I have that belkin router with the little (and crapy) lcd screen

and I'm using little snitch
 
Is there a reason you are doing this? It's not that you are unsafe, but if a worm is uncovered for OS X you are going to be exposed immediately. Leaving a computer directly connected to the Internet without a firewall is not a great idea. If you are trying to access particular services on your computer, set up port forwarding in your router.
 
If I leave my mac set on DMZ on my router am I safe?

I have that belkin router with the little (and crapy) lcd screen

and I'm using little snitch

Yeah just open the particular port you need and use port forwarding as mentioned. Don't use DMZ. DMZ is used on rare occasions. If you enable it, it kind of defeats the purpose of having a hardware firewall.

Let's say you need ports 12,000 to 2,100

Just open 000 to 100 and you'll be ok.

I recommend opening one or two ports though, not that many.
 
If I leave my mac set on DMZ on my router am I safe?

I have that belkin router with the little (and crapy) lcd screen

and I'm using little snitch

Yes you are safe, obviously the more layers for protection you have the better but if the Mac OS X firewall is on you really have very little to worry about.

-=-=-=-=-

**Exercise set**
a) Answer these three questions using the forum thread about router DMZ settings, one answer per line:
(i) What brand of router does the person asking have?
(ii) According to the reply that says "Don't use DMZ," what does enabling DMZ do to the purpose of having a hardware firewall?
(iii) According to the final reply, what needs to be on for the person to have very little to worry about?
b) List every brand or product that the forum thread about router DMZ settings mentions by name.

-=-=-=-=-

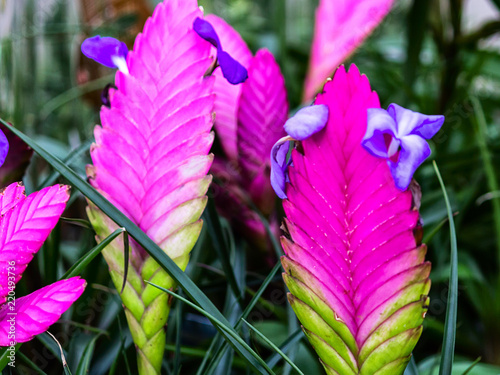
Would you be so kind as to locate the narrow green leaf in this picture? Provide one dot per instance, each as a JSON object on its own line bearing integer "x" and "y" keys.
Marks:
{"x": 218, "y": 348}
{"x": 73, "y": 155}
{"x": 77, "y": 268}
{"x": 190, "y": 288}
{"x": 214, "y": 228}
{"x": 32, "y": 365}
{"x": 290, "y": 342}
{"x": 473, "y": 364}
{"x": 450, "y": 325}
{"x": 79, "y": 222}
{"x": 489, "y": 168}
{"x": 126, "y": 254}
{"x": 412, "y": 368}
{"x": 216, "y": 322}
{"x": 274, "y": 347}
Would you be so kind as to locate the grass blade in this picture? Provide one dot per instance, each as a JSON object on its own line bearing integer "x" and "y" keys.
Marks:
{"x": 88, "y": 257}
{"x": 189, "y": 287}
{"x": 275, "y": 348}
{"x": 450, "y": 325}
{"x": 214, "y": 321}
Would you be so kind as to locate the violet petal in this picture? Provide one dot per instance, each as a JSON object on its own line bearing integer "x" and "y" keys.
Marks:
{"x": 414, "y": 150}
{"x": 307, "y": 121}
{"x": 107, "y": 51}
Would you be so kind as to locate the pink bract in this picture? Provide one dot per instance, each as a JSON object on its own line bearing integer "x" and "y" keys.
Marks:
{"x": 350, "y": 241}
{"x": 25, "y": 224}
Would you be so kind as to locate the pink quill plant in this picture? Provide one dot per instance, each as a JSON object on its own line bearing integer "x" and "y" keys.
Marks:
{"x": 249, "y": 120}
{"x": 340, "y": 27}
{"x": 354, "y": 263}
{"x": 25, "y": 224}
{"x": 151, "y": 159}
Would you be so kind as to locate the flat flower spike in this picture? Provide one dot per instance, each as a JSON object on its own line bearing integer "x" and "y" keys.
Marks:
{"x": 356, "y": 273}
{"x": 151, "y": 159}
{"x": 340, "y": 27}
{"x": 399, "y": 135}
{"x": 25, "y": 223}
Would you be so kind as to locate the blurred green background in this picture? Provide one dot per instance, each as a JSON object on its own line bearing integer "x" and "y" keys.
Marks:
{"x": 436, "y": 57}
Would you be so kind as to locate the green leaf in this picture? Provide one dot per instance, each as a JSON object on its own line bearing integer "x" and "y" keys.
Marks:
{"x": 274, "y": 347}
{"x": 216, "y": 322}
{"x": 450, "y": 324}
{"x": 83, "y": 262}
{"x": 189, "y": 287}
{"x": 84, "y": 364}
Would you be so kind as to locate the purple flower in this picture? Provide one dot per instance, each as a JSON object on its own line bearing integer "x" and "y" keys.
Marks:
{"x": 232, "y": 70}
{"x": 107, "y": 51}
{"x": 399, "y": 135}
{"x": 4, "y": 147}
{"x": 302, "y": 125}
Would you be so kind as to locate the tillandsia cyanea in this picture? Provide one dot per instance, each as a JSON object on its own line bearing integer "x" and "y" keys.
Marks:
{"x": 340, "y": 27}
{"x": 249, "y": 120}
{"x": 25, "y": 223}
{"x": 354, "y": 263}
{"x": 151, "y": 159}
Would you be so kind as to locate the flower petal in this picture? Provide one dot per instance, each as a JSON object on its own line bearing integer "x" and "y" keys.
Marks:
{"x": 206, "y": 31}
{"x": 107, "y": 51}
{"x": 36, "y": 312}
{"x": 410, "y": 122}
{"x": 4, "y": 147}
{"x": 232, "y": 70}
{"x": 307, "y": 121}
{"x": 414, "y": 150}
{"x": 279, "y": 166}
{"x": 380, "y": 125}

-=-=-=-=-

**Written answers**
a)
(i) Belkin
(ii) It kind of defeats that purpose.
(iii) The Mac OS X firewall

b)
- Belkin (router)
- Little Snitch
- Mac
- OS X (Mac OS X, including its firewall)